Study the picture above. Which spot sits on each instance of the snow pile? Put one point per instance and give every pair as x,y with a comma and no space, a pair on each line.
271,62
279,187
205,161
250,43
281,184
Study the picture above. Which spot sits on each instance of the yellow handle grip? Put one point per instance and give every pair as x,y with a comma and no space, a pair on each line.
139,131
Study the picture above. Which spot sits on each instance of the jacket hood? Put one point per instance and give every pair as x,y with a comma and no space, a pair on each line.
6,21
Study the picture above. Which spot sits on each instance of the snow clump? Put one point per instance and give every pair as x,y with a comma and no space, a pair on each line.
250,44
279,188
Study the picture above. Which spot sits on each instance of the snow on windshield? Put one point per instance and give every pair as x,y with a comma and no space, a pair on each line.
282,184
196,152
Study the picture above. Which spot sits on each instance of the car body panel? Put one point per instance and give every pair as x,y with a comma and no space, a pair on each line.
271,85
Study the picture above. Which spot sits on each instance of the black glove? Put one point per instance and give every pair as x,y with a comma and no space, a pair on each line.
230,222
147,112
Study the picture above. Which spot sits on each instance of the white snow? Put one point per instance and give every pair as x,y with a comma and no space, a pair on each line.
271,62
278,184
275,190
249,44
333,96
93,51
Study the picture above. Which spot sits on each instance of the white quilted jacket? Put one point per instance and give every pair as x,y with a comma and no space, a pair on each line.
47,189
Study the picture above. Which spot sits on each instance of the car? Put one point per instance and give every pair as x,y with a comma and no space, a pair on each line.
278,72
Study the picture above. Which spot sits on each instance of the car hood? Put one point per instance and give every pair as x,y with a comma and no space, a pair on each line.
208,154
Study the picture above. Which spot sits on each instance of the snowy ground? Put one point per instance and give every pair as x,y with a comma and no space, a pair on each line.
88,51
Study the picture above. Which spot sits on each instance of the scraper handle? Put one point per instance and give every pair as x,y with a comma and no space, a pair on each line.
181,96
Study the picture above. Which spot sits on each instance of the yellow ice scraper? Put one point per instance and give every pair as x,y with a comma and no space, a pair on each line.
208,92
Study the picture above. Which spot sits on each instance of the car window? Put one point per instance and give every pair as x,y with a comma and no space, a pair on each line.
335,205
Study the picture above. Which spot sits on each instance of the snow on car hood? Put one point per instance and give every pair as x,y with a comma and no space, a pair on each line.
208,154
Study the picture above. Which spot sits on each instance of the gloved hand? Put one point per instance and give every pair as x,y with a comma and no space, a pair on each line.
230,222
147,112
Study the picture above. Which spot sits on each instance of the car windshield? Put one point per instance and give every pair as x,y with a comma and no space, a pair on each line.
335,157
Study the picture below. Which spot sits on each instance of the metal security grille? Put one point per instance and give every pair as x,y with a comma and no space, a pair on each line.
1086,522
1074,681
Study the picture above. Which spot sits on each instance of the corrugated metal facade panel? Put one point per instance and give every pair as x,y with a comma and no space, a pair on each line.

TASK BRIEF >>
The records must be reproduced in full. Nothing should differ.

RESPONSE TO THIS TASK >>
Study the picture above. Which spot sits on each instance of the snow pile? Put one point per instance and give every pair as x,y with a comma and no space, a pair on each line.
271,62
279,187
205,161
250,43
281,184
Study the picture above. Which spot sits on each instance of the yellow handle grip? Put one point per instance and give every pair as x,y with a comma and no space, a pair on each line.
139,131
Study the picture above. Which spot sits on each instance of the jacket hood? Put one point per instance and give every pair as x,y with a comma and no space, a pair on each line.
6,21
Study the picture above. Which spot sits on each instance of the snow clump? Put one point per instance and give every pair as x,y with a comma and no space, a pair on each line.
250,44
279,188
Study the picture above. Which spot sits on each instance of the snow on windshield? Put one point per instance and give every pair as x,y with a comma and no space, a pair on each line.
282,184
196,152
Study the picture above. Which spot sits on each instance of the car body panel? Put one point per instance and give every pair as x,y with a comma and no space, a pair on each line.
271,85
Study the picture above. Which spot sits on each instance of the black glove? Put one point per instance and give every pair as x,y with a comma and no space, a pair on each line.
230,222
147,112
Study the picture above. Which spot sits on each instance of the white snow? Put one point per instance and give every pair as x,y with a comma and no space, a pair on each line.
271,62
278,184
275,190
249,44
333,96
93,51
Study the picture above. Which spot sits on each instance of the white quilted jacket? Put one point per instance and give every pair as x,y with a comma and no space, a pair on each line.
47,189
Study the picture above. Which spot sits on each instance of the car? Put one point per instance and give every pair as x,y with a comma and no space, a pair on each line.
278,72
Study the picture above. Which spot sits on each instance of the car hood? Put one point per instance and give every pair as x,y with a comma and no space, a pair on each line.
208,154
Study the picture above. Which spot sits on each instance of the snowy ground? Put one point per instance and give every pair as x,y with a comma and no space, a pair on each line.
88,51
Study the picture above. Which spot sits on each instance of the scraper handle? Put one point per instance and give every pair as x,y with a comma and no space, a pair on each line.
181,96
Study the picture above. Which spot sits on each instance of the yellow ice scraper? Put one point per instance and give every pair as x,y with a comma and no space, a pair on each line.
208,92
Study the picture above. Which spot sits on each instance of the car window? Put one point per instance and give every pair as x,y with a comma and no space, a pair on each line.
335,205
Study the picture above. Which spot sits on each instance of the snow on car hood? Put one point per instance and give every pair as x,y with a comma and no space, a pair on each line.
208,154
Study the picture above. Which spot sits on each instance of the gloved hand? Put one point per instance and give every pair as x,y with a comma and no space, a pair on each line.
230,222
147,112
Study the picture above. Which spot sits on each instance of the car windshield? Put one point per instance and give every pair as x,y with a comma and no space, a pair on each line.
335,157
Study the picture below. Which spot sits on each instance of the metal security grille? Put one point per instance and give every pair as x,y with a comma and no space, a pair on each line.
1086,522
1074,681
Study the picture above. Which spot sits on each instance of the corrugated metal facade panel? Put one point per instance and give every pair as x,y with a comma and no space, a pair on each line.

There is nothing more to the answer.